(Excerpted records Opens)

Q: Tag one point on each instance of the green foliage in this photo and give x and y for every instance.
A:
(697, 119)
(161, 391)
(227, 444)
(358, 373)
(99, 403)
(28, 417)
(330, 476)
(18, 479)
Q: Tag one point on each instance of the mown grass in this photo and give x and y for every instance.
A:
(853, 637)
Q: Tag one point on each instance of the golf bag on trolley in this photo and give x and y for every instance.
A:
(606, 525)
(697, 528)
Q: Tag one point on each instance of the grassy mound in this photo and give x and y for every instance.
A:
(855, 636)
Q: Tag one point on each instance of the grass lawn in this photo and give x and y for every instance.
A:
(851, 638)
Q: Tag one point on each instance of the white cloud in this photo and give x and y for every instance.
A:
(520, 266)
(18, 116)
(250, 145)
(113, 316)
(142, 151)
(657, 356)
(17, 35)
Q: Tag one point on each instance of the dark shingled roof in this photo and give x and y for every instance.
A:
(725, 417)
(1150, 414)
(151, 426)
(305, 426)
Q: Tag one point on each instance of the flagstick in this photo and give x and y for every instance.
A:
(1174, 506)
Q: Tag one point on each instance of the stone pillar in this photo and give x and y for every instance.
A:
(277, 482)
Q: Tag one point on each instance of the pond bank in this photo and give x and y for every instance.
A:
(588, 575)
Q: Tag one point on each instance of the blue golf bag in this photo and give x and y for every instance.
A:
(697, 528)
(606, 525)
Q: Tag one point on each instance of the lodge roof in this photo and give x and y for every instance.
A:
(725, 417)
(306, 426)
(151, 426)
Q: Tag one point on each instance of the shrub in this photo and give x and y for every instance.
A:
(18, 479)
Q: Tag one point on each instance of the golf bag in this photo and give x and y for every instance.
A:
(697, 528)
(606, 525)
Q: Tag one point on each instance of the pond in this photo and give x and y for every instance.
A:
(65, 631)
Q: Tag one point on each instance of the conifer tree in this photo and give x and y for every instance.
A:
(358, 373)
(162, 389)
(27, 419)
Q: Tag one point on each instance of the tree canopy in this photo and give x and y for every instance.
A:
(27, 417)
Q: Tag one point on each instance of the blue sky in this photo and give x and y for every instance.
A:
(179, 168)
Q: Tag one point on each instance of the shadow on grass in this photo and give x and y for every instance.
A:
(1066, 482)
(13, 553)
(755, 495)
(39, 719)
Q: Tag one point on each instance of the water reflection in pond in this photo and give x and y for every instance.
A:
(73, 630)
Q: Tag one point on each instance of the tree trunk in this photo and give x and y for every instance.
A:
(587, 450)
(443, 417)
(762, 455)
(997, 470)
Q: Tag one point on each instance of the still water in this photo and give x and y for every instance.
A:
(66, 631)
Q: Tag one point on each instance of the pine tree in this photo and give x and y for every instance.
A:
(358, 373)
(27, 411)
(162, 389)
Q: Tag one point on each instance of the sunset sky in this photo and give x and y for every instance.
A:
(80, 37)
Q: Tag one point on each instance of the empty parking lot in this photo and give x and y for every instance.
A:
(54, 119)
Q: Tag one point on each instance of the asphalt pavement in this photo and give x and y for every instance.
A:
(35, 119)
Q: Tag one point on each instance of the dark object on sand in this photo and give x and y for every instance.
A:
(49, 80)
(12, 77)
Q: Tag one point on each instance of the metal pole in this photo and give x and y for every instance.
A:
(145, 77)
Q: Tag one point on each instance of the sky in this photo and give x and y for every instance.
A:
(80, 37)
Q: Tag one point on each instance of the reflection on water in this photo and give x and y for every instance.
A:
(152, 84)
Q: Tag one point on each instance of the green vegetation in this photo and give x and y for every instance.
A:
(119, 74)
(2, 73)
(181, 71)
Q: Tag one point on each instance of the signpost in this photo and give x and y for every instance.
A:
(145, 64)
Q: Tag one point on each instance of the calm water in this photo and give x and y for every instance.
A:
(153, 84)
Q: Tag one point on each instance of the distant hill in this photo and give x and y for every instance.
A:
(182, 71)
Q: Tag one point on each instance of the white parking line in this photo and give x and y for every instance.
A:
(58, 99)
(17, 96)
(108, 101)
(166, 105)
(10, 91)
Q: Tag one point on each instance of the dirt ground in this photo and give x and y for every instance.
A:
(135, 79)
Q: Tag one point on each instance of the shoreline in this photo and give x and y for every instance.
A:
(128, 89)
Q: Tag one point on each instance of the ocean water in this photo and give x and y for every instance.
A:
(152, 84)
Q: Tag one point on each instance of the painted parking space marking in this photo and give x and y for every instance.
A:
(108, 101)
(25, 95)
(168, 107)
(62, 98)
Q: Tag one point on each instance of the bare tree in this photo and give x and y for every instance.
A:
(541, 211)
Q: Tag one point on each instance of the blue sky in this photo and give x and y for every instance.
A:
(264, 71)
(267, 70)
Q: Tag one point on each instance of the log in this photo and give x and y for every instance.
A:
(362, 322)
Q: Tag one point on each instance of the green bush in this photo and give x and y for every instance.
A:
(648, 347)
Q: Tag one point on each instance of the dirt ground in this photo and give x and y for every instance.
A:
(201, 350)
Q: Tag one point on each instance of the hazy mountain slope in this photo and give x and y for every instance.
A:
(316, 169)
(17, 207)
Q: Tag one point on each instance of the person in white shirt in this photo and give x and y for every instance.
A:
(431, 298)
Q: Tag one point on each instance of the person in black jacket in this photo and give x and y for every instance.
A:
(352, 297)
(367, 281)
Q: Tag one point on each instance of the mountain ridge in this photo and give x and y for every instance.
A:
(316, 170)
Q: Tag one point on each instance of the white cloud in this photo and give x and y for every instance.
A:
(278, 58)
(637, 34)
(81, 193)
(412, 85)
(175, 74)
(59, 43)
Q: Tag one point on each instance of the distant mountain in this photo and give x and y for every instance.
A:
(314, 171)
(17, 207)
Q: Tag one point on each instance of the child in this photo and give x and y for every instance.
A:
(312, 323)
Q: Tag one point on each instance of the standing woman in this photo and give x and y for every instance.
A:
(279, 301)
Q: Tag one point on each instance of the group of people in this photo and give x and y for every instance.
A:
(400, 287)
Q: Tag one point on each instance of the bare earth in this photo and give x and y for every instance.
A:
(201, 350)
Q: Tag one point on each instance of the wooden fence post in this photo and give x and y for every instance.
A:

(Excerpted records Closes)

■ What is being asked ■
Would you transcribe the data above exactly as it stands?

■ Response to the exercise ■
Q: Tag one point on each instance of the green foliage in this photo and give x and y for every instance.
A:
(697, 119)
(161, 391)
(227, 444)
(358, 373)
(99, 403)
(28, 417)
(330, 476)
(18, 479)
Q: Tag one point on each instance of the mown grass in this photo and give x and y for every instance.
A:
(853, 637)
Q: Tag one point on each instance of the golf bag on trolley in this photo and give x and y for every instance.
A:
(606, 525)
(697, 528)
Q: Tag one point on each instance of the grassy mound in this photo and give x and y for every instance.
A:
(855, 636)
Q: Tag one point on each instance of the grass lawn in this photo and give x and y for every instance.
A:
(851, 638)
Q: Tag one point on each instance of the white cloud in this photo and give x and y for every instance.
A:
(520, 266)
(18, 116)
(250, 145)
(113, 316)
(142, 151)
(657, 356)
(17, 35)
Q: Tag one point on each instance of the dark shingled roof in this photo and give x and y for every instance.
A:
(725, 417)
(1150, 414)
(151, 426)
(305, 426)
Q: Tag one point on each instance of the flagstick in this photo and give x and y for every instance.
A:
(1174, 506)
Q: Tag one point on each instance of the stone pillar in this photo and give x and y for every instance.
A:
(277, 482)
Q: Tag one point on each instance of the pond bank in this photo and give x and y for every instance.
A:
(588, 575)
Q: Tag one point on each instance of the blue golf bag in this photo and give x and y for every instance.
A:
(697, 528)
(606, 525)
Q: Tag one point on each instance of the lodge roof in this photo and give x and y for every instance.
A:
(725, 417)
(306, 426)
(151, 426)
Q: Tag one point on each instance of the shrub in this photo and give x and y for every instance.
A:
(18, 479)
Q: Tag one point on each instance of the golf bag in this photo and give x and y for every instance.
A:
(697, 528)
(606, 525)
Q: Tag one point on each instance of the pond in this photo and give x and y for every instance.
A:
(65, 631)
Q: Tag one point on each instance of the conifer tree in this photo and give x and y for every instance.
A:
(358, 373)
(162, 389)
(27, 419)
Q: Tag one point on each instance of the tree canopy in this photo and give x and y for every instance.
A:
(27, 417)
Q: Tag one point on each instance of the blue sky in this photo and give x and y for every instance.
A:
(179, 168)
Q: Tag one point on each instance of the shadow on grass in this photo and give x and y for every instance.
A:
(1066, 482)
(13, 553)
(755, 495)
(39, 719)
Q: Tag one point on each instance of the water reflection in pond in this photo and give x and y for every instance.
A:
(73, 630)
Q: Tag one point on each instance of the tree trunk in this photo and give x and y for every instance.
A:
(587, 450)
(443, 417)
(762, 455)
(997, 470)
Q: Tag one point on each instance of the still water in this photo and give x and y for every instance.
A:
(66, 631)
Q: Tag one point on each instance of the pine tree in this photo and give x and y for every instance.
A:
(358, 373)
(27, 411)
(162, 389)
Q: Tag one point on each instance of the sunset sky in this photo and give x and y for every instance.
A:
(80, 37)
Q: Tag one point on each instance of the empty parking lot in this photo and give x and y for every instance.
A:
(54, 119)
Q: Tag one point on each instance of the asphalt pavement in this photo and give x and y for every instance.
A:
(35, 119)
Q: Tag one point on each instance of the dark object on sand in this photo and give x and y for every instance.
A:
(49, 80)
(12, 77)
Q: Tag one point on each instance of the metal pole in this photo and give x and y for every instance.
A:
(145, 77)
Q: Tag one point on each instance of the sky in this photo and give x and y for every instance.
A:
(80, 37)
Q: Tag one point on each instance of the reflection on water in this photo and give x and y for every instance.
A:
(152, 84)
Q: Tag one point on each instance of the green vegetation in this photo and give x and y for every instance.
A:
(119, 74)
(2, 73)
(181, 71)
Q: Tag one point on each instance of the signpost in this photo and give x and y for every instance.
A:
(145, 64)
Q: Tag one point on each instance of the calm water in this photo and give x and y for every instance.
A:
(153, 84)
Q: Tag one point on each instance of the distant hill in this photo and give x and y for every instance.
A:
(182, 71)
Q: Tag one point on each instance of the white parking line in this photo and give x and y for every instance.
A:
(58, 99)
(17, 96)
(108, 101)
(166, 105)
(10, 91)
Q: Tag one point on each instance of the dirt ground in this photo and give x and y for every instance.
A:
(135, 79)
Q: Tag one point on each instance of the shoreline in this photo and give x and y for every instance.
A:
(128, 89)
Q: Tag one point on each instance of the ocean water in this photo and give x and y for every instance.
A:
(152, 84)
Q: Tag one point on each instance of the painted parking space marking in this photo and give x and y for every instance.
A:
(108, 101)
(25, 95)
(168, 107)
(62, 98)
Q: Tag one point on each instance of the bare tree in this photo and give x and y for every instance.
A:
(541, 211)
Q: Tag one point on each instance of the blue sky in this photo and give x and y for every instance.
A:
(264, 71)
(267, 70)
Q: Tag one point on each instance of the log in this photo and give x and y for every instance.
A:
(362, 322)
Q: Tag one point on each instance of the green bush in this photo and give x and y for every instance.
A:
(648, 347)
Q: Tag one point on each instance of the dirt ground in this photo and give x and y for every instance.
A:
(201, 350)
Q: Tag one point on each instance of the hazy mountain slope in this photo and give x and y for every instance.
A:
(316, 169)
(17, 207)
Q: Tag one point on each instance of the person in white shirt in this photo and give x and y for every instance.
A:
(431, 298)
Q: Tag one point on each instance of the person in black jacket in this photo and give x and y for every instance.
A:
(352, 297)
(367, 281)
Q: Tag one point on each instance of the mountain ridge in this photo and give x and y for every instance.
A:
(316, 170)
Q: Tag one point on each instance of the white cloud in this photo and give x and y for every instance.
A:
(278, 58)
(637, 34)
(81, 193)
(412, 85)
(175, 74)
(59, 43)
Q: Tag one point on each instance of the distant mountain in this photo and give x and y for every instance.
A:
(314, 171)
(17, 207)
Q: Tag one point on each instance of the child in this photo and give x and y for every instance.
A:
(312, 323)
Q: Tag one point on each instance of the standing woman in this photo and give x and y for every instance.
A:
(279, 301)
Q: Tag one point on each instance of the group of people in this photo and give x and y for every instance.
A:
(400, 287)
Q: Tag one point on each instance of the bare earth in this photo and give x and y for every instance.
A:
(201, 350)
Q: Tag one point on each instance of the wooden fence post in this photo and give x and y for every instance.
A:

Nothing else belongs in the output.